Challenge 1 - Copy from the discussion of the C++ RPC implementation the part that opens with the words containing "For what is" and closes with "abstraction for that.".

Document section -

[Begin]

Correct me if I'm wrong -- based on my understanding the original patch in
HADOOP-10369 implements none of them above. Both implementation can benefit
from other jiras (e.g. HADOOP-10446).
bq. ..., because you didn't implement generation of type-safe RPC wrappers (you
just wrote out everything manually in HdfsImpl::Exists),
This is implemented as C++ code in the original patch. It can be brought in if
it is required.
For what is worth, do you agree that the code implements comparable
functionality with much smaller code base?
bq. boost::asio doesn't provide equivalent functionality to libuv. It does wrap
a lot of network stuff, but doesn't handle things like condition variables,
signals, etc. etc., ..., For example, the boost condition variable actually can
let your thread wake up without recovering the lock (it then has to sleep
again).
I'm unsure why this is relevant as I don't see the current code uses condition
variables and signals. My guess is that you might need them to implement RPC
with timeout. I'm yet to be convinced that this is required in the c++
implementation, as {{std::future}} provides a much better abstraction for that.
bq. It uses exceptions, which are problematic.

[End]

Data records -
[Begin]

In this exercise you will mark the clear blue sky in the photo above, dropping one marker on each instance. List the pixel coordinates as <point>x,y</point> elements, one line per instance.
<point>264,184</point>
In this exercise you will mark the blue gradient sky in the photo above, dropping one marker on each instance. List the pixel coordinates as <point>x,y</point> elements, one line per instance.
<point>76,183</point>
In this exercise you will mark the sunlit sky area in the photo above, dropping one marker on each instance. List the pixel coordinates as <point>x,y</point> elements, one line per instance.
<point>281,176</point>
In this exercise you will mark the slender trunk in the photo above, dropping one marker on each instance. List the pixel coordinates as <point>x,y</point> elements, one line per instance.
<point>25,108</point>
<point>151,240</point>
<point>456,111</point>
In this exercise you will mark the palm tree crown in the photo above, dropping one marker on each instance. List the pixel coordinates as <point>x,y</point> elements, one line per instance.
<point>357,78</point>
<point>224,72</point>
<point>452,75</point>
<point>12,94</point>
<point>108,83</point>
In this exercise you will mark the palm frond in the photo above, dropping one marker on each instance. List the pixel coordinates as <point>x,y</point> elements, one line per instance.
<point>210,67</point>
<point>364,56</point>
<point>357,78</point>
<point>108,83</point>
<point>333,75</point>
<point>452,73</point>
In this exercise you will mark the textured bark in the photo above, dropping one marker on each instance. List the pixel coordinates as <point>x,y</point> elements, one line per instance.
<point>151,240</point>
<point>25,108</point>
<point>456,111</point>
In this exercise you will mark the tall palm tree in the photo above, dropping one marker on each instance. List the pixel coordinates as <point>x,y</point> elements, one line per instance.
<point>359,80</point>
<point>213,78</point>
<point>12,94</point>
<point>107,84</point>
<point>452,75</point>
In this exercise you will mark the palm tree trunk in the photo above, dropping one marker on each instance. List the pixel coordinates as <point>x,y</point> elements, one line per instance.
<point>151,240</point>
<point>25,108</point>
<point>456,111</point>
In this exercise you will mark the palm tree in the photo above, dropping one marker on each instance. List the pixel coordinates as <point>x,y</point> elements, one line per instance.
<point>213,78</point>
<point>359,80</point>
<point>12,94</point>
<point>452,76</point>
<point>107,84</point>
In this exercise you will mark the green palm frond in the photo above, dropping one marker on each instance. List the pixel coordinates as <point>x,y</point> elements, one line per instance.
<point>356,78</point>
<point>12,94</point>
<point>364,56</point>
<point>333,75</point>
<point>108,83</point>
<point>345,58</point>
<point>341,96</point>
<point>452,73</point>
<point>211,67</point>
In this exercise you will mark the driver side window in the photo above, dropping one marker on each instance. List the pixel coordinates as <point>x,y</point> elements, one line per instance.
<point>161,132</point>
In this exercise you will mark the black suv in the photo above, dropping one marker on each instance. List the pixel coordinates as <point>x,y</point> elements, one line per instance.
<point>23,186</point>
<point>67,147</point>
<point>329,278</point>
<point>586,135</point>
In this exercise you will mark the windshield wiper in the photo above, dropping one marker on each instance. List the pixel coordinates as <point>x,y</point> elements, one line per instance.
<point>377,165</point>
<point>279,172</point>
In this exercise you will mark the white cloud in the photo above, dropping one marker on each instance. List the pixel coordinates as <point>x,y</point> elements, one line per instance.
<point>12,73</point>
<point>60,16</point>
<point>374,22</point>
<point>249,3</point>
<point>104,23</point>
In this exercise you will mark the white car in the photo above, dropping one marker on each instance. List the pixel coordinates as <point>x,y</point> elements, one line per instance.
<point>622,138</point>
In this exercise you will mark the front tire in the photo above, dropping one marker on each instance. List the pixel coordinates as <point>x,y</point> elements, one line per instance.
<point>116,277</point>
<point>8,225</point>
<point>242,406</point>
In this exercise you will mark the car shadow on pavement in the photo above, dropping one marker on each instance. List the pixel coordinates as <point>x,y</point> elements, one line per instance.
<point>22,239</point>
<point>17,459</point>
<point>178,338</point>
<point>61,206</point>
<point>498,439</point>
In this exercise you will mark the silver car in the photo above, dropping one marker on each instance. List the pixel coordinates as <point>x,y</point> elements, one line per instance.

[End]

Challenge 2 - In the records, take the part that opens with the line containing "In this exercise you will mark the front" and closes with the line containing "<point>498,439</point>", and change "pavement" to "asphalt", leaving everything else as it stands. Return only those lines.

Exercise result 1 -
For what is worth, do you agree that the code implements comparable
functionality with much smaller code base?
bq. boost::asio doesn't provide equivalent functionality to libuv. It does wrap
a lot of network stuff, but doesn't handle things like condition variables,
signals, etc. etc., ..., For example, the boost condition variable actually can
let your thread wake up without recovering the lock (it then has to sleep
again).
I'm unsure why this is relevant as I don't see the current code uses condition
variables and signals. My guess is that you might need them to implement RPC
with timeout. I'm yet to be convinced that this is required in the c++
implementation, as {{std::future}} provides a much better abstraction for that.

Exercise result 2 -
In this exercise you will mark the front tire in the photo above, dropping one marker on each instance. List the pixel coordinates as <point>x,y</point> elements, one line per instance.
<point>116,277</point>
<point>8,225</point>
<point>242,406</point>
In this exercise you will mark the car shadow on asphalt in the photo above, dropping one marker on each instance. List the pixel coordinates as <point>x,y</point> elements, one line per instance.
<point>22,239</point>
<point>17,459</point>
<point>178,338</point>
<point>61,206</point>
<point>498,439</point>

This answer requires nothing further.